» Your assignment
Rewrite the part of the Athma film text that starts with the words containing "Athma () is" and finishes with "30 July 1993.", putting "drama" in place of "thriller".

» Selected excerpt

Content starts

Athma () is a 1993 Indian Tamil language thriller film directed by Pratap Pothen. The film stars Ramki, Rahman, Nassar, Gautami and Kasthuri. It was released on 30 July 1993.

Plot 

Raghu, an atheist archaeologist, and his father went to an isolated village for research. During the research, his father disappears mysteriously and Raghu finds out a strange prophecy: God will come to earth on Purnima day at the Nagakali Amman temple and the people who will submerge completely under the waterfall near the Nagakali Amman temple will be cured of any disease. His colleague Pathma informs her blind friend Divya who is a journalist and the news reaches the public. Pathma is in love with Naveen, who is in the final stages of cancer. Soon, an atheist terrorist group, led by Saravanan, try to destroy the temple. Saravanan has a tragic past: his sister and his brother-in-law were a devotee who was brutally killed by the temple's donor. In the meantime, the police officer Hari, Divya's brother, is charged with eradicating the terrorist group. Pathma believes in this prophecy, so she marries Naveen and takes him to the temple. Divya compels Hari to come with him to restore her sight and he agrees to do so. Few days before the God's arrival, the Nagakali Amman temple is overcrowded. A race against the clock starts.

Content ends

» Information given
Content starts

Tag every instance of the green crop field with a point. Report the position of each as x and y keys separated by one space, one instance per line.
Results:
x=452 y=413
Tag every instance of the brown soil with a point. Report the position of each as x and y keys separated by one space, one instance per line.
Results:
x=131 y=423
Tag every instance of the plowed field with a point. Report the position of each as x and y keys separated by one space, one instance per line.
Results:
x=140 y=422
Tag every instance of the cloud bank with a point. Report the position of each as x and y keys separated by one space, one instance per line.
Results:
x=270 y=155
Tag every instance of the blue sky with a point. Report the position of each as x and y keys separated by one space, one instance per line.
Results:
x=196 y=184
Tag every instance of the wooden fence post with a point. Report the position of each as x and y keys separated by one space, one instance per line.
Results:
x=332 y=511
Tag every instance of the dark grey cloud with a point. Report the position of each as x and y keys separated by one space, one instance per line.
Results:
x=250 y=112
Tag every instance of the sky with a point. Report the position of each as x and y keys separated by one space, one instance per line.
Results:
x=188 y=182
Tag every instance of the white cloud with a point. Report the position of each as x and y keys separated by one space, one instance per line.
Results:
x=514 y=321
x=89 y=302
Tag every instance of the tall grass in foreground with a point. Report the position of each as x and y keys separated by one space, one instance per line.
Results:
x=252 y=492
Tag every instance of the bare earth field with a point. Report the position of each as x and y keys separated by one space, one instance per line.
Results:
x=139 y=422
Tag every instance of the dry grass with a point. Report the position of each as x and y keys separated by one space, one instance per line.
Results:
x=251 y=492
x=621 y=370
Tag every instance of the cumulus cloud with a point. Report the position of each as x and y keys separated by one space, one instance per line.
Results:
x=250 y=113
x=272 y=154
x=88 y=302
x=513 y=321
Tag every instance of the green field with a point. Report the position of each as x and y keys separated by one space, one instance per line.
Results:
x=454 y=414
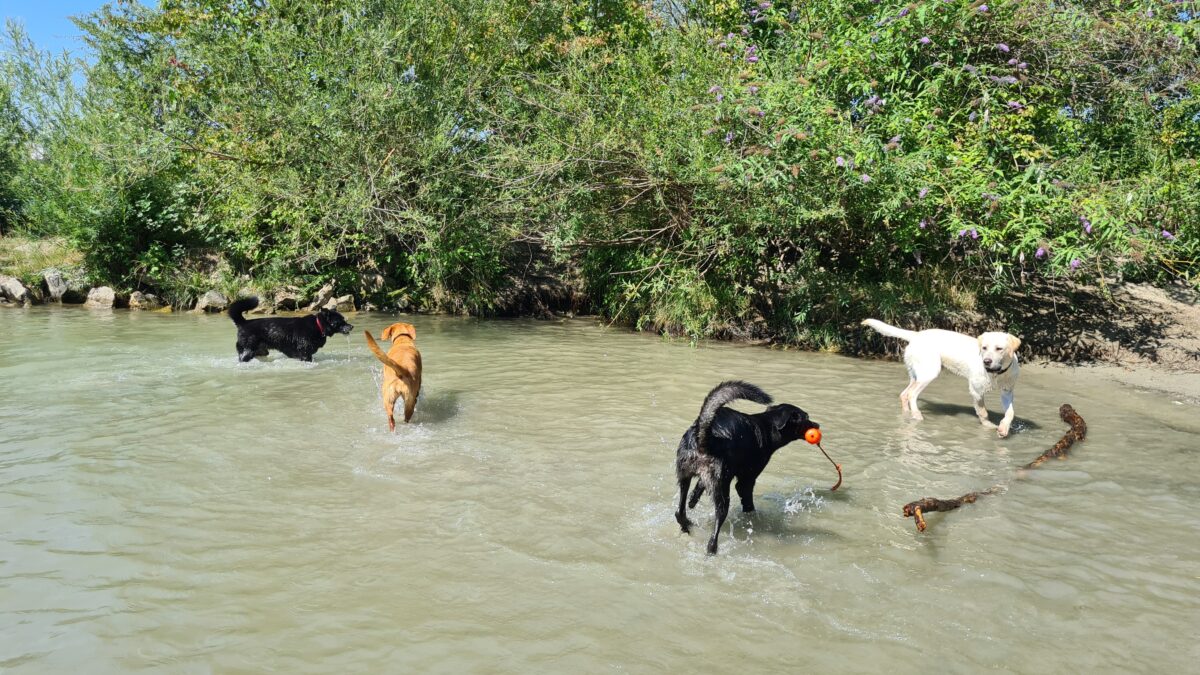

Content ends

» Answer for the task
Athma () is a 1993 Indian Tamil language drama film directed by Pratap Pothen. The film stars Ramki, Rahman, Nassar, Gautami and Kasthuri. It was released on 30 July 1993.